(Dataset entries)
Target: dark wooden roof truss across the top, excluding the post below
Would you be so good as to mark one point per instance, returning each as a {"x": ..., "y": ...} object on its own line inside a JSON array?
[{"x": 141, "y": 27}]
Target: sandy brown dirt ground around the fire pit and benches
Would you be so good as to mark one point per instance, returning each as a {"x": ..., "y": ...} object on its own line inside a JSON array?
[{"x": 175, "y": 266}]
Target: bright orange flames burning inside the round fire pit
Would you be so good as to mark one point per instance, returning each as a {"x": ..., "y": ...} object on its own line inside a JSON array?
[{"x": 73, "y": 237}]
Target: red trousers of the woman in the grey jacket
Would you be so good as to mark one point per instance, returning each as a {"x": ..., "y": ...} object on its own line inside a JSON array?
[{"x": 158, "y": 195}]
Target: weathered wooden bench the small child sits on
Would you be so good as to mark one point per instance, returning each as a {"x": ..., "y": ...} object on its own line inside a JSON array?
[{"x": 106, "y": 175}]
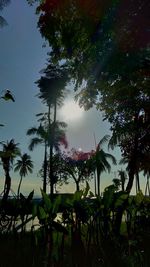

## What this task involves:
Only what runs from the line containing "Target: red trousers" through the end of the entries above should be extracted, exactly and without pictures.

## Answer:
Target: red trousers of the woman in the grey jacket
Would you be so good as to mark one point per instance, returning each as a {"x": ..., "y": ...} object on its own line inside a JSON array?
[{"x": 158, "y": 195}]
Target: weathered wooden bench the small child sits on
Would you be so good as to mark one point per instance, returning each as a {"x": ..., "y": ...} object on its own line inside a JSON array?
[{"x": 106, "y": 175}]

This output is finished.